• GIVEN REQUEST
Can you render the listing below as a numbered list, leaving out any blank lines?

• ENTRIES SUPPLIED
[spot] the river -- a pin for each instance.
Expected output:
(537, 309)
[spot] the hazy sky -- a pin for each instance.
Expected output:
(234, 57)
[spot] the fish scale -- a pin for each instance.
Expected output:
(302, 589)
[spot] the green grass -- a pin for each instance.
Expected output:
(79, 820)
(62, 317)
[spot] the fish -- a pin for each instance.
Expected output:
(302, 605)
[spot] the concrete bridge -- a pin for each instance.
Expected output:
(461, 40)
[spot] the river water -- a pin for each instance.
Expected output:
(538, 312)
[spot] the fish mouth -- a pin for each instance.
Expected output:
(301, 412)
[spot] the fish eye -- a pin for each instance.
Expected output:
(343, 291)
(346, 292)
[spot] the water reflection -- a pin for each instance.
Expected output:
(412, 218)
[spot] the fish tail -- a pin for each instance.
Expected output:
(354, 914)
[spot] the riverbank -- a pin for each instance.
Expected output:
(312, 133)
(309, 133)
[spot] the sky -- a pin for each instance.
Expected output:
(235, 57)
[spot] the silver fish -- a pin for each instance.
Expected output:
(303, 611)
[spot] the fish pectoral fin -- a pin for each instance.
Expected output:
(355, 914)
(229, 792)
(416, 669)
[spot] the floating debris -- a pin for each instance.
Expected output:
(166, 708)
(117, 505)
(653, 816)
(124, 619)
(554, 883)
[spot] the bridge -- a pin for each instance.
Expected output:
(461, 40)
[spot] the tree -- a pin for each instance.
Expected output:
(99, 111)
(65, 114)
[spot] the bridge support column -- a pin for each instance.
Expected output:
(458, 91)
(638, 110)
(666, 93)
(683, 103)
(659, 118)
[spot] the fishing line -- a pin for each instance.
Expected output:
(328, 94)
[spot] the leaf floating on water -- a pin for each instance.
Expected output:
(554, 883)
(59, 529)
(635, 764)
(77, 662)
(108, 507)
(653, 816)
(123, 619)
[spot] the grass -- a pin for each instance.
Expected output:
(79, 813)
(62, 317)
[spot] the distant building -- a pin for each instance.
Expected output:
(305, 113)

• RESULT OF THE EXERCISE
1. [spot] the river -- a pin for each instance.
2. Expected output:
3. (537, 309)
4. [spot] the hazy sky -- a pin for each instance.
5. Expected output:
6. (234, 57)
7. [spot] the fish scale -- a pin for each instance.
8. Expected output:
9. (302, 589)
10. [spot] the green grass -- a pin for each instance.
11. Expected output:
12. (79, 820)
13. (62, 317)
14. [spot] the fish -- a pin for each instance.
15. Expected output:
16. (302, 605)
17. [spot] the concrete bridge -- a pin for each instance.
18. Expected output:
19. (461, 40)
20. [spot] the river water -- a pin for each instance.
21. Expected output:
22. (538, 312)
23. [spot] the fish mouth -- a pin for each instance.
24. Expected output:
25. (301, 412)
26. [spot] the fish eye -- a pin for each instance.
27. Expected output:
28. (343, 291)
29. (346, 292)
30. [spot] the water reflection -- a pin for each instance.
31. Expected output:
32. (412, 218)
33. [spot] the fish tail -- a pin for each instance.
34. Expected output:
35. (354, 914)
36. [spot] the riverbank -- a pin for each instance.
37. Expected output:
38. (312, 133)
39. (309, 133)
40. [spot] the sky -- a pin for each instance.
41. Expected output:
42. (235, 57)
43. [spot] the silver fish -- a pin for each instance.
44. Expected output:
45. (303, 611)
46. [spot] the fish pectoral fin -- a pin for each instance.
47. Expected output:
48. (355, 914)
49. (229, 792)
50. (416, 669)
51. [spot] the floating debris -- a pin for each instance.
52. Expected output:
53. (166, 708)
54. (117, 505)
55. (653, 816)
56. (124, 619)
57. (554, 883)
58. [spot] the bridge -- a pin for each instance.
59. Expected output:
60. (461, 40)
61. [spot] the tree -- a pin for each instance.
62. Expected output:
63. (99, 111)
64. (65, 114)
65. [spot] the bridge support column -- a pin for each instance.
66. Expected output:
67. (458, 91)
68. (638, 110)
69. (666, 93)
70. (683, 103)
71. (659, 118)
72. [spot] the fishing line -- a pin for each instance.
73. Expected output:
74. (328, 94)
75. [spot] the leaf floating on water -- a pin for each instance.
76. Expected output:
77. (554, 883)
78. (59, 529)
79. (635, 764)
80. (77, 662)
81. (108, 507)
82. (653, 816)
83. (123, 619)
84. [spot] the grass -- a pin for each instance.
85. Expected output:
86. (79, 813)
87. (62, 317)
88. [spot] the distant building -- a pin for each instance.
89. Expected output:
90. (305, 113)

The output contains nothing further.